Chicago aldermen want to deploy private security to reduce crime

“After a spike in crime, two Chicago aldermen want to bring private security services to the Wicker Park and Bucktown neighborhoods to supplement what police are already doing.
Ald. Brian Hopkins (2nd) and Ald. Joe Moreno (1st) proposed a plan to use the taxpayer surplus Special Service Area, or SSA, funds for guards to help Chicago police patrol the Northwest Side communities. On Friday, the aldermen and 14th District Police Commander Fabian Saldana brought together dozens of residents to discuss the proposal.
“It’s no different than snow removal, beautification or the other things that SSA does. I believe security is important, and it’s important to augment it, not replace it,” Moreno said.
Since May, 1700 crimes from battery to arson were reported in the area, but only 200 arrests have been made, according to the aldermen.
“We’re trying to get a handle on that with this proposal,” Hopkins said.

> Problems and tasks:
• 1. Retype the Chicago security article from "Ald. Brian Hopkins" to "to the aldermen.".
• 2. According to the Chicago security article, how many arrests have been made in the area since May?

> Referring expression data:
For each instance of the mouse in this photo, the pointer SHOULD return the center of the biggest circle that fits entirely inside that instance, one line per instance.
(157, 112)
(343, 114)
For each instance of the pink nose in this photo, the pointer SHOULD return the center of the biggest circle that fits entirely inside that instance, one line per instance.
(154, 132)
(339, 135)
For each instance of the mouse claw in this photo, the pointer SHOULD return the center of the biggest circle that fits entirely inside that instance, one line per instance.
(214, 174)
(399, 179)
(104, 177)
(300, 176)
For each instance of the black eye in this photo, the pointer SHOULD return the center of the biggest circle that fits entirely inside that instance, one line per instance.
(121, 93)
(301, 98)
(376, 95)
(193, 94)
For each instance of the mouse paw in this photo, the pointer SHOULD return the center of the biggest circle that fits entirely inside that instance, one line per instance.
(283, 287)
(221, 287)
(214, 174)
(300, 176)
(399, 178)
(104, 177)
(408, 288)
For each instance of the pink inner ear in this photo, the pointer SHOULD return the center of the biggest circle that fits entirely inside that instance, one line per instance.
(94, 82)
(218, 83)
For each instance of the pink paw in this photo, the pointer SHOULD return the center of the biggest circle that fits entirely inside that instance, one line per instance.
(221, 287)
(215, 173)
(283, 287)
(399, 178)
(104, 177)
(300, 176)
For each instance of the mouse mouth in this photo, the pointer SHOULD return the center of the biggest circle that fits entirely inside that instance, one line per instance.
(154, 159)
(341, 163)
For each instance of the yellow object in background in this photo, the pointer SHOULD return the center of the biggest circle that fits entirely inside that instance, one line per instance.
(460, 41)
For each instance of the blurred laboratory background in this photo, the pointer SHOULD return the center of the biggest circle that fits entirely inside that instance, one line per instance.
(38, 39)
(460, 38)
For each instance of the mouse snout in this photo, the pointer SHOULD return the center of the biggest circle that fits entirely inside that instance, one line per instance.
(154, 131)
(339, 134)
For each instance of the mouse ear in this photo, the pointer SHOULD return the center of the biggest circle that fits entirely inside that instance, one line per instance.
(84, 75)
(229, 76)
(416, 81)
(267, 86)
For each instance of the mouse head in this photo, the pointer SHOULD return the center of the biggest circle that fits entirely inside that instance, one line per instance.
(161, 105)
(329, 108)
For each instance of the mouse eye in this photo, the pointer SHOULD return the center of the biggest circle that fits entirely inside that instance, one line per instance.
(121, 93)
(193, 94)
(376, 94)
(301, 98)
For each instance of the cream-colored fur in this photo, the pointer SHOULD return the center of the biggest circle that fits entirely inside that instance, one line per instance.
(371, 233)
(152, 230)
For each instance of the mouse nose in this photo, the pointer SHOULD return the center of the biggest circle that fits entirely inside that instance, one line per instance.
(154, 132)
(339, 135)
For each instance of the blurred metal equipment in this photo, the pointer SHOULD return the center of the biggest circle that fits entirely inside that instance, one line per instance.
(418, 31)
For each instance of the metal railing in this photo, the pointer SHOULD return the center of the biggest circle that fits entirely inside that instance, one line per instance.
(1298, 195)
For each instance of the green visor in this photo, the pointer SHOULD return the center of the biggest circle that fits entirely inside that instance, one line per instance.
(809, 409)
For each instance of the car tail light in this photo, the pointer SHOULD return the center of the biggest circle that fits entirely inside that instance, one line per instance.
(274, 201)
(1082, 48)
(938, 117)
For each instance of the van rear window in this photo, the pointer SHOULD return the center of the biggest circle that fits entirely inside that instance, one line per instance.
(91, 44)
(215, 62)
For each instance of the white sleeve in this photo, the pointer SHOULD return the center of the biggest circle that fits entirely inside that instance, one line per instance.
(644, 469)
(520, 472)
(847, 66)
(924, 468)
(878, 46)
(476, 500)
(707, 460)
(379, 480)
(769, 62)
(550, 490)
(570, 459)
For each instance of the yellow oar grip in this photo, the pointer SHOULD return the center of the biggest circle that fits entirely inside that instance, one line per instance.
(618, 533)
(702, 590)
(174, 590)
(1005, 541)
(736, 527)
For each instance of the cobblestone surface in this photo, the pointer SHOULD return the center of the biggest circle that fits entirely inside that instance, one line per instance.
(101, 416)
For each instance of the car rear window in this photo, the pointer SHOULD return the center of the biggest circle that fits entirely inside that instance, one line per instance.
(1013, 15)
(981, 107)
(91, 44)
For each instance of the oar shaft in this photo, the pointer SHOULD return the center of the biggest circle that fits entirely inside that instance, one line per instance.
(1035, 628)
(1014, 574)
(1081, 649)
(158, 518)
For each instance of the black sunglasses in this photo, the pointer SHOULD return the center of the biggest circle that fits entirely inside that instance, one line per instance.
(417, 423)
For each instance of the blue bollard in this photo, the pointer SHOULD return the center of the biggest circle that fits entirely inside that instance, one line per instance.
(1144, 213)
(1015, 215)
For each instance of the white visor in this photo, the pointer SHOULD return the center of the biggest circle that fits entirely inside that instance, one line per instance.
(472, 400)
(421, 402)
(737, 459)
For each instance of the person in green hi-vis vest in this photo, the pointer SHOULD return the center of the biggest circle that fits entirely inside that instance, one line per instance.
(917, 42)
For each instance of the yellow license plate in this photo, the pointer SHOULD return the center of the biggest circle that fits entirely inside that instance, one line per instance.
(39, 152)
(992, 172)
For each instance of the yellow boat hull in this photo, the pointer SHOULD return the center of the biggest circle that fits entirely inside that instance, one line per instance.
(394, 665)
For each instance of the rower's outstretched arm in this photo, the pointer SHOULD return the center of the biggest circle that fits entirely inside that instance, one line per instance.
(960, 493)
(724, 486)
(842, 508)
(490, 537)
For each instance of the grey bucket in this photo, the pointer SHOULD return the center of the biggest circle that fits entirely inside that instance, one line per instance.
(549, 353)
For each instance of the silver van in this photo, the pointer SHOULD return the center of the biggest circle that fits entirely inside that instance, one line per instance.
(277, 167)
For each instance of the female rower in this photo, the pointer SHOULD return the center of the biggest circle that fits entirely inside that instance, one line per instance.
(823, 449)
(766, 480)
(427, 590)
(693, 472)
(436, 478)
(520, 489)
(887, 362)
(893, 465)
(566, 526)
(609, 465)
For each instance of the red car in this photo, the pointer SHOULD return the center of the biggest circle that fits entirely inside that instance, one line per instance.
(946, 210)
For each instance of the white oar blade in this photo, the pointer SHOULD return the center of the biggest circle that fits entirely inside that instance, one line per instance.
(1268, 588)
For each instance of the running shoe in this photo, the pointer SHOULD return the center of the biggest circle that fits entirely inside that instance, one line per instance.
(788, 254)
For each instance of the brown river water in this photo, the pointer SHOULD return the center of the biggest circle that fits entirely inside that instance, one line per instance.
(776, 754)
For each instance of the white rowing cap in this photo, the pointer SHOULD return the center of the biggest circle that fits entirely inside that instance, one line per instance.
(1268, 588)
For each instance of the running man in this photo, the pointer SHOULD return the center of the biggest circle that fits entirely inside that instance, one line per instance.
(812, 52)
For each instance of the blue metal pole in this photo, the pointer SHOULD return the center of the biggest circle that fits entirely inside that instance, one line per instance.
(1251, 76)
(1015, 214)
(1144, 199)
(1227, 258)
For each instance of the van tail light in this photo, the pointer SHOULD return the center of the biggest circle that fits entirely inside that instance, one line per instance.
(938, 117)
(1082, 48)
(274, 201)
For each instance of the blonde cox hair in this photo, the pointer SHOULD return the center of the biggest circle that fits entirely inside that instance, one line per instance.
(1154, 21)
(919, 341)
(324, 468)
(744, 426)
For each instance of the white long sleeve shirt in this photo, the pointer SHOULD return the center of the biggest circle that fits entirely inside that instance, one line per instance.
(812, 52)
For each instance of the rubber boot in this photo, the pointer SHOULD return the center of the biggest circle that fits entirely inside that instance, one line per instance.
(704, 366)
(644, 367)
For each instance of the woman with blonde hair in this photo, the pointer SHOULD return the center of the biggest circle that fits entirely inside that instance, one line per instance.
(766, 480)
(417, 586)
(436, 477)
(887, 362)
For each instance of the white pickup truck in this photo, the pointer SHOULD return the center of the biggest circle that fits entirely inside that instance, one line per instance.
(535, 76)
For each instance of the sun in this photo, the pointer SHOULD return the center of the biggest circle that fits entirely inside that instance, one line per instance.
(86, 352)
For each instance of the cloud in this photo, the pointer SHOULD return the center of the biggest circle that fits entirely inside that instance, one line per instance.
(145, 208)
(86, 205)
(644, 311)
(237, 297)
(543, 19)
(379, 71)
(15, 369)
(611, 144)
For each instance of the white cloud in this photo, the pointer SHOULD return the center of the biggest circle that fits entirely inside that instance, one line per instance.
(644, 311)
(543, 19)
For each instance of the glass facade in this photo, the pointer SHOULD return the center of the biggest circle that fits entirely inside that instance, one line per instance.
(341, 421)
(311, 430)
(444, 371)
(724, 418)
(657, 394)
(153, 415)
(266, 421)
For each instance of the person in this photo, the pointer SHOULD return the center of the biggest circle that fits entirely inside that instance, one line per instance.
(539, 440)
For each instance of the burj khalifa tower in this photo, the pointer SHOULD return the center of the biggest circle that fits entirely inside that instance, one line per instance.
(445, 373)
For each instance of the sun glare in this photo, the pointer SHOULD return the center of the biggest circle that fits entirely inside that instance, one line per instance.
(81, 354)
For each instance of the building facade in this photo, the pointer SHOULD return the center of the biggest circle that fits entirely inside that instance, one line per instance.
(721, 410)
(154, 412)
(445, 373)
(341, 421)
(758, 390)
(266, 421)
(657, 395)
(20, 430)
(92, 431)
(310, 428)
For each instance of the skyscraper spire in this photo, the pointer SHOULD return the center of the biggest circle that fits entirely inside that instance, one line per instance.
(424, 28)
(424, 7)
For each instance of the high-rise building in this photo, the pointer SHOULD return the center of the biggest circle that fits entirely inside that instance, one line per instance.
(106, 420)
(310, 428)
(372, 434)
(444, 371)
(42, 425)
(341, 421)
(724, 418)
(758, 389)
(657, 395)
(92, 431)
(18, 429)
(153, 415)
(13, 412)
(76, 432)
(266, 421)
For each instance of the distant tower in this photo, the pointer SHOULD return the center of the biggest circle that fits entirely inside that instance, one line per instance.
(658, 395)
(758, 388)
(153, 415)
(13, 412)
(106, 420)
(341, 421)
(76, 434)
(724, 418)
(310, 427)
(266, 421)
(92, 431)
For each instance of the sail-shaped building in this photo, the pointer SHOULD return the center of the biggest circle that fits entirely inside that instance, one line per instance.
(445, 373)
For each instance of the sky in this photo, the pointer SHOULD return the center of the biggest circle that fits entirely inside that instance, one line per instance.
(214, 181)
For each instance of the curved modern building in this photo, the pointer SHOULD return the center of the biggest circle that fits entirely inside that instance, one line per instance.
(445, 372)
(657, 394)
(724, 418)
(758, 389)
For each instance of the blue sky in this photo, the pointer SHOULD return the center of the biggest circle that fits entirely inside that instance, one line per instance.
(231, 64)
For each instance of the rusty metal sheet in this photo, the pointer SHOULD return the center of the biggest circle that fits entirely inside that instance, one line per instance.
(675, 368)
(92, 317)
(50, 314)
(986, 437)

> Exercise answers:
• 1.
Ald. Brian Hopkins (2nd) and Ald. Joe Moreno (1st) proposed a plan to use the taxpayer surplus Special Service Area, or SSA, funds for guards to help Chicago police patrol the Northwest Side communities. On Friday, the aldermen and 14th District Police Commander Fabian Saldana brought together dozens of residents to discuss the proposal.
“It’s no different than snow removal, beautification or the other things that SSA does. I believe security is important, and it’s important to augment it, not replace it,” Moreno said.
Since May, 1700 crimes from battery to arson were reported in the area, but only 200 arrests have been made, according to the aldermen.

• 2. Only 200 arrests have been made since May.